Would you reproduce, word for word, the part of the lines below that opens with the line containing "of the lemon" and closes with the line containing "M139 34L132 27L115", both ends included?

> [Records to use]:
+++++
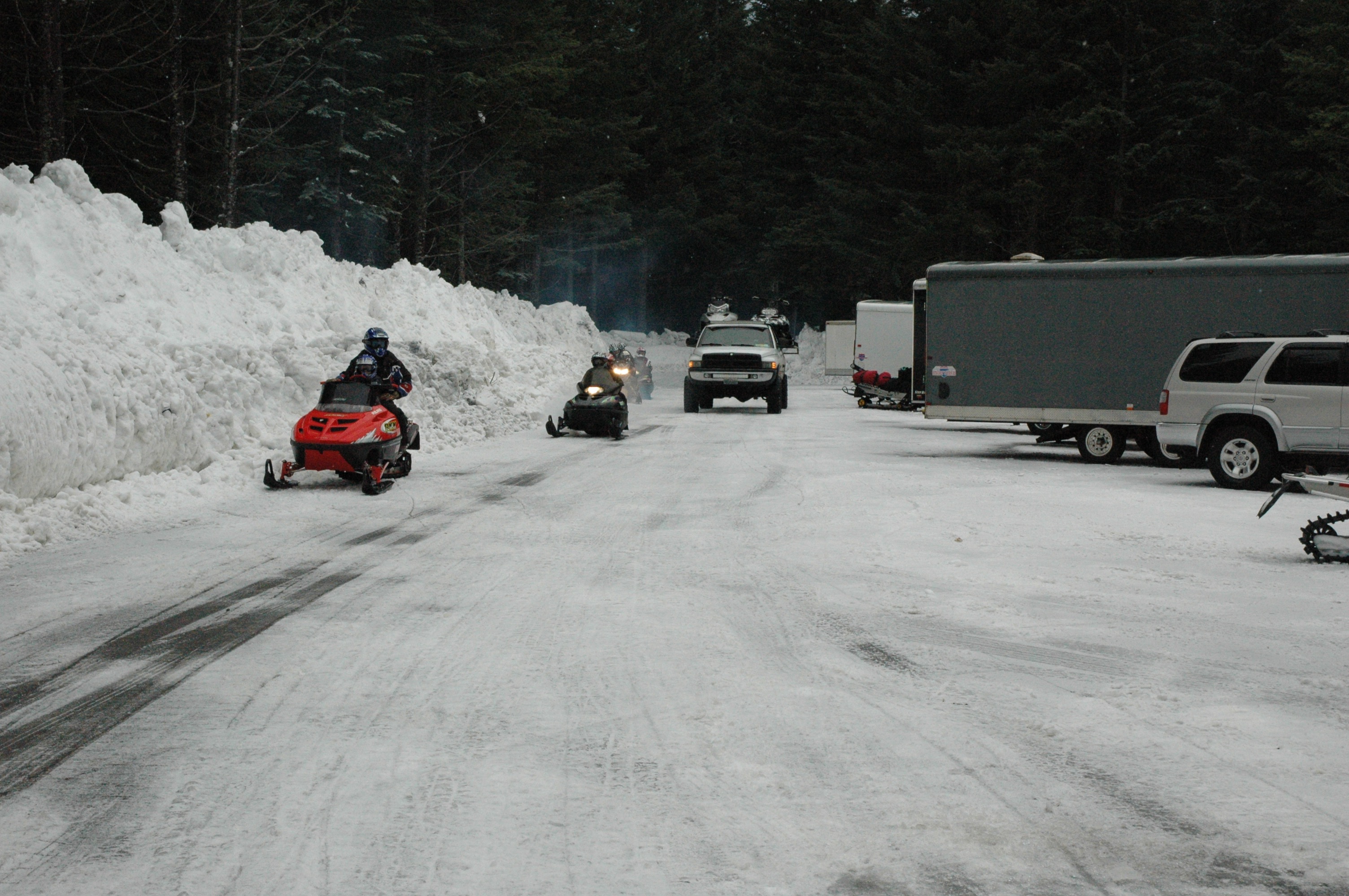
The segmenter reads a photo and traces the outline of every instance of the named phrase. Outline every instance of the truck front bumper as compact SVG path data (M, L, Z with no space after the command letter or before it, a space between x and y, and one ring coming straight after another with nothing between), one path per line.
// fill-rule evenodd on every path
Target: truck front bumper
+++++
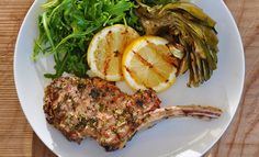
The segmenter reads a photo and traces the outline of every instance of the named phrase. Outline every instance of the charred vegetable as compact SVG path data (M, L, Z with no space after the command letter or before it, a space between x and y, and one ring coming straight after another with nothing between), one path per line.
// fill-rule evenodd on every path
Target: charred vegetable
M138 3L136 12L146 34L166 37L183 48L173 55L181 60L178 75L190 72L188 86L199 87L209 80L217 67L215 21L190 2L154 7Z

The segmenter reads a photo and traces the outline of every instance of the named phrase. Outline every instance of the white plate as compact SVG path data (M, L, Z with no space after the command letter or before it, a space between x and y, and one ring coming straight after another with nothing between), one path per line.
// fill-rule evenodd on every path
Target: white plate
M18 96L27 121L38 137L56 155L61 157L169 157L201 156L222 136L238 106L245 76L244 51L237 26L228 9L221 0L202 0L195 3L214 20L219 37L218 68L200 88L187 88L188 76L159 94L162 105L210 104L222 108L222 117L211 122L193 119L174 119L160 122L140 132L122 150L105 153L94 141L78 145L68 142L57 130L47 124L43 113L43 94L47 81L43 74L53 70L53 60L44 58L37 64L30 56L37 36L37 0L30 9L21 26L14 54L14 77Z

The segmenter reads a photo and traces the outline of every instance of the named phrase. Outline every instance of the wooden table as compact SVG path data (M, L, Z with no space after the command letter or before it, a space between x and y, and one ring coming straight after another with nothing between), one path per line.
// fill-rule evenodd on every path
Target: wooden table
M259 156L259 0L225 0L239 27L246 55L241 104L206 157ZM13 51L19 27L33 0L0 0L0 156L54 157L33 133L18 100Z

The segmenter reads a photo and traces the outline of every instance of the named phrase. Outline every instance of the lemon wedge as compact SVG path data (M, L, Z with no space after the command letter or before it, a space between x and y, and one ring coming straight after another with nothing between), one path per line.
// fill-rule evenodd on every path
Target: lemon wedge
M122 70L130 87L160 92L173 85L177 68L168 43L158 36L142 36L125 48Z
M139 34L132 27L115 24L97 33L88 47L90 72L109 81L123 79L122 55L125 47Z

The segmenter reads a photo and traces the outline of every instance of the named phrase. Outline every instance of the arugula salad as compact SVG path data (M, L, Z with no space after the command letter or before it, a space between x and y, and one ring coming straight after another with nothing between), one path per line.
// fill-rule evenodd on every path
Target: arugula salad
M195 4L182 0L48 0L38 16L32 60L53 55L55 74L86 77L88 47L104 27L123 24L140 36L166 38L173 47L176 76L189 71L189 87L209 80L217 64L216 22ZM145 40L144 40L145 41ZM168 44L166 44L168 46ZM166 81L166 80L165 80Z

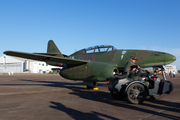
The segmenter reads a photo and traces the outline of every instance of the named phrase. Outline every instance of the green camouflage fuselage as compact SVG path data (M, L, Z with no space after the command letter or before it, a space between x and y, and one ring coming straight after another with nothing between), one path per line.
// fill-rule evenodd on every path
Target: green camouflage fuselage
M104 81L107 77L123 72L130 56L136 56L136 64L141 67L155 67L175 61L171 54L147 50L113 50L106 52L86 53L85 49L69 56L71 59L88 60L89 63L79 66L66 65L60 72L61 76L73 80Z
+++++
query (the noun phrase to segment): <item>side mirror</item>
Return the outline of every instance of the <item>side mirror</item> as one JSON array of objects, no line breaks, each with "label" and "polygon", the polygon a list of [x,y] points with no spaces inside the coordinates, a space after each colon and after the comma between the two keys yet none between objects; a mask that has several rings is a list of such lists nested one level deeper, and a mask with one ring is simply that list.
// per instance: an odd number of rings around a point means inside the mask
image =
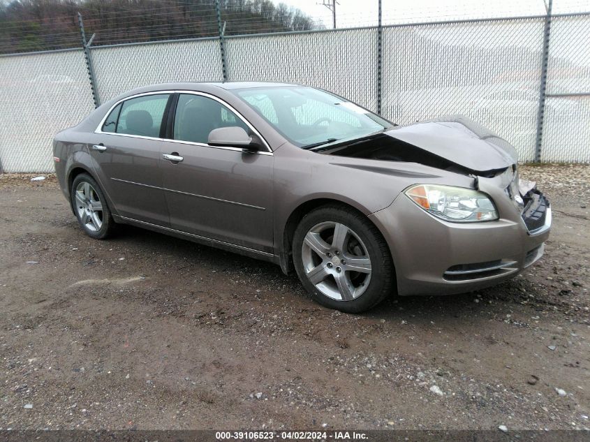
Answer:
+++++
> [Solution to this problem]:
The segmenter reads a photo and traces the outline of every instance of the named phrase. Outline every instance of the lemon wedge as compact SVG path data (M, L, Z with no space after the command letter or before it, a space between x and y, and one ring coming straight after another with nothing between), one path per line.
// fill-rule evenodd on every path
Target: lemon wedge
M122 70L130 87L160 92L173 85L177 68L168 43L158 36L142 36L125 48Z
M139 34L132 27L115 24L97 33L88 47L90 72L109 81L123 79L122 55L125 47Z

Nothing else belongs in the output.